Directive
Give the records below as a two-column CSV with the columns request and answer, one row for each request across all the records. Put its text in one quoted field and its answer in the other, turn any line breaks into spaces, and leave out the pictures.
[start Material provided]
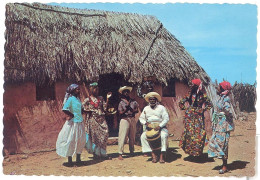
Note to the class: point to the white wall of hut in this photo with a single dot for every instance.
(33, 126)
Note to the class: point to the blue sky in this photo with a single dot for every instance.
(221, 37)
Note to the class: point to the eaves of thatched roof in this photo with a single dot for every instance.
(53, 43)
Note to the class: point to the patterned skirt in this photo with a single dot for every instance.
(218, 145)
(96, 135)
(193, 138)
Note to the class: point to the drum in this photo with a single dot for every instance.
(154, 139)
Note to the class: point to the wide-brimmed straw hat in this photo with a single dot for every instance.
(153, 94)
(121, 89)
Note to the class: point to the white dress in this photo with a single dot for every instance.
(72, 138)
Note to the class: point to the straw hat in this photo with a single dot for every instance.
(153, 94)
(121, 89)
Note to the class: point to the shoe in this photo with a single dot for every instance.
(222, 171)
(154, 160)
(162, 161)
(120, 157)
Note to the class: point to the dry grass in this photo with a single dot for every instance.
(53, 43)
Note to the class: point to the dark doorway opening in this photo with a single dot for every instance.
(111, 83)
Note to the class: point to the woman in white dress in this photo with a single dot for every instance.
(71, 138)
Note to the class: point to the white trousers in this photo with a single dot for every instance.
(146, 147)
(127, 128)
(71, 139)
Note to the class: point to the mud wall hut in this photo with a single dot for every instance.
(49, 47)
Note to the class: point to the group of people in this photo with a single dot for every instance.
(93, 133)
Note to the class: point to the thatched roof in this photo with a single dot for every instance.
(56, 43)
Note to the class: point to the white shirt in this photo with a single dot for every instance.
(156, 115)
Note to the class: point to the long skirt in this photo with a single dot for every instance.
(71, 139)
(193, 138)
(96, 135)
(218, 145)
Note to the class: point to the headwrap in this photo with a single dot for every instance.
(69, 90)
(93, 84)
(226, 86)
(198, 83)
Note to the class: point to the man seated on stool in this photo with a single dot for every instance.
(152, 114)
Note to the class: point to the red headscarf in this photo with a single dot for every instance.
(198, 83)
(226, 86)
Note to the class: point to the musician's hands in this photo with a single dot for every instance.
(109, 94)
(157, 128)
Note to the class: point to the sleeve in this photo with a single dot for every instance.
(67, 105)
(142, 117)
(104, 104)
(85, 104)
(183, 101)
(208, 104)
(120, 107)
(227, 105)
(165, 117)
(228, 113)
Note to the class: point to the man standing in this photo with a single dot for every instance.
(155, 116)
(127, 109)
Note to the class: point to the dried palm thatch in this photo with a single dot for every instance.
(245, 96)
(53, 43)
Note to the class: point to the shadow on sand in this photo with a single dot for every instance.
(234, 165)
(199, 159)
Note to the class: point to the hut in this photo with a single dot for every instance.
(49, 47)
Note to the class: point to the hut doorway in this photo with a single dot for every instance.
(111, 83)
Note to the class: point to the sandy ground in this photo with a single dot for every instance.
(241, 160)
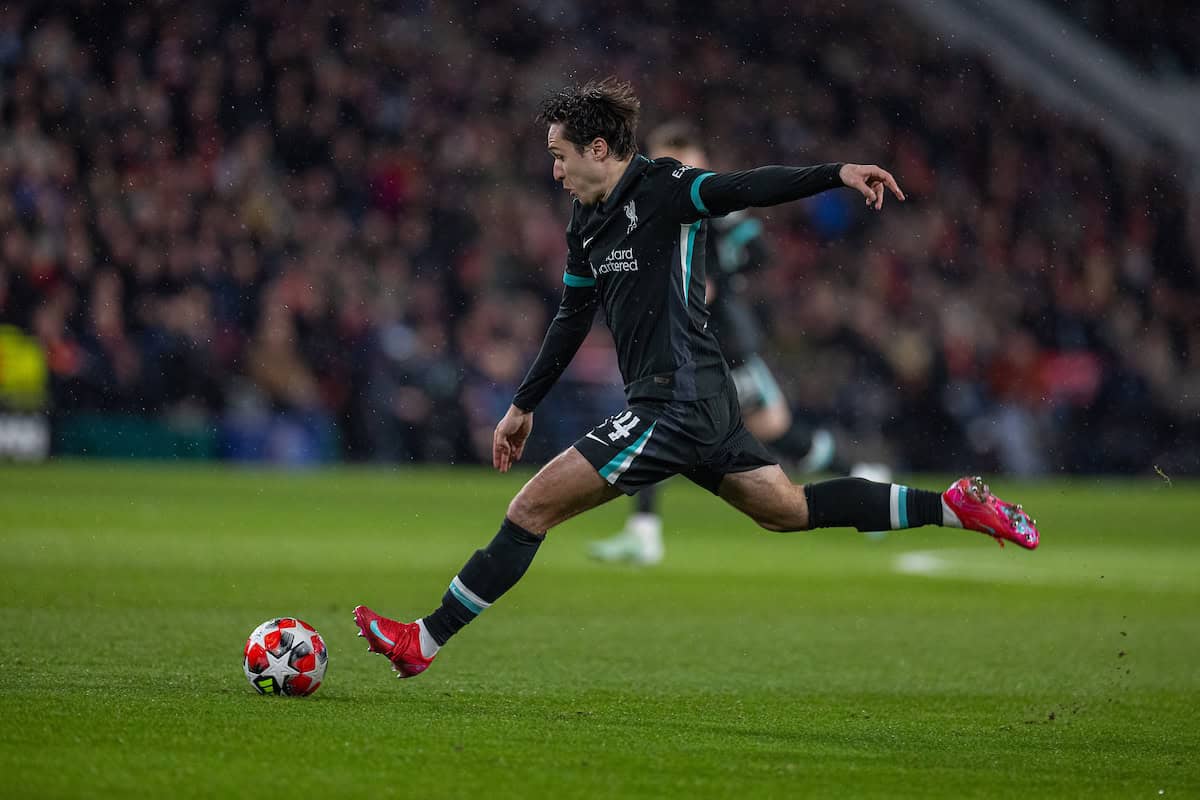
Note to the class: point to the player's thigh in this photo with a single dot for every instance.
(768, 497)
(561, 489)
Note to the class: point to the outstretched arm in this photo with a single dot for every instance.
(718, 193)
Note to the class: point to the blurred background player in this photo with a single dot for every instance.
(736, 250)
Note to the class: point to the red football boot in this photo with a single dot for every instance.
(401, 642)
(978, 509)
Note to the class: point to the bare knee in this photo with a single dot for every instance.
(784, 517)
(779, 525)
[end Material provided]
Expected output
request,answer
"Note to the class: point to the white wall of hut in this photo with a single dot for every instance.","(33, 126)"
"Note to the class: point to the blue sky in this photo with a single dot for every instance.","(221, 37)"
"Note to the class: point to the eaves of thatched roof in this photo with a single dot for every instance.","(53, 43)"
"Note to the class: point to the patterned skirt in this photo with a single dot for every instance.","(218, 145) (96, 135) (193, 138)"
"Note to the class: point to the drum in this photo with a single dot for every instance.","(154, 139)"
"Note to the class: point to the wide-brimmed straw hat in this photo with a single dot for every instance.","(153, 94) (121, 89)"
"Note to the class: point to the white dress in this photo with a single dot for every instance.","(72, 138)"
"Note to the class: point to the straw hat in this photo with a single dot for every instance.","(153, 94) (121, 89)"
"Note to the class: point to the shoe in this photo with a single dot for every instance.","(222, 171) (154, 160) (162, 161) (120, 157)"
"Note to the class: point to the dry grass in this photo with a single dot for every instance.","(53, 43)"
"Note to the class: point to the dark doorway opening in this photo with a single dot for every instance.","(111, 83)"
"Note to the class: point to the woman in white dress in this photo with a single dot for every instance.","(71, 138)"
"Note to the class: point to the white trousers in this photo with a single dot for every instance.","(146, 147) (127, 128) (71, 139)"
"Note to the class: point to the mud wall hut in this photo with a single dot for every instance.","(49, 47)"
"Note to the class: point to the group of people in this photo with a single dot for every instance.","(93, 133)"
"Note to the class: point to the thatched roof in this photo with a single dot for every instance.","(56, 43)"
"Note to the class: point to the white shirt in this photo with a single dot for every instance.","(156, 115)"
"Note to the class: point to the long skirt in this photo with a single dot for every instance.","(71, 139) (193, 138) (96, 135) (218, 145)"
"Note to the class: point to the headwrap in this photo with a single dot for every instance.","(69, 90) (93, 84) (226, 86) (198, 83)"
"Note to the class: point to the man seated on stool in this photo with a single dot for every instance.","(152, 114)"
"Note to the class: point to the red headscarf in this photo with a single dot for every instance.","(198, 83) (226, 86)"
"Note to the class: point to the musician's hands in this photo with a single dot for every instance.","(109, 94) (157, 128)"
"Note to the class: point to the sleeve in this photo with a single dot for every instance.","(67, 105) (142, 117) (104, 104) (85, 104) (183, 101) (208, 104) (120, 107) (227, 105) (165, 117) (228, 113)"
"Note to the class: point to the man standing in this photo with a single dot for every instance.","(155, 116) (127, 109)"
"Note to the class: point to the dried palm thatch in this photo with a single dot for every instance.","(245, 96) (53, 43)"
"Note to the class: point to the shadow on sand in this photo with a single dot for every instance.","(234, 165) (199, 159)"
"Note to the class: point to the hut in this photo with a single dot for every instance.","(49, 47)"
"Note to the class: point to the hut doorway in this photo with a single dot for every instance.","(111, 83)"
"Note to the class: point to the sandy ground in this photo with a single dot for every instance.","(241, 160)"
"Note to the class: point to the player's thigh in this photo with a single dot for every instance.","(768, 497) (561, 489)"
"Note to the class: point to the outstretched arm in this photo with a single dot for every instance.","(718, 193)"
"Note to the class: point to the blurred background player in this photo with a single dot for every instance.","(736, 250)"
"Note to the class: point to the red football boot in this photo with a single dot for every instance.","(401, 642) (978, 509)"
"Note to the class: point to the bare knee in this photo with a single dot for every instance.","(784, 517) (779, 525)"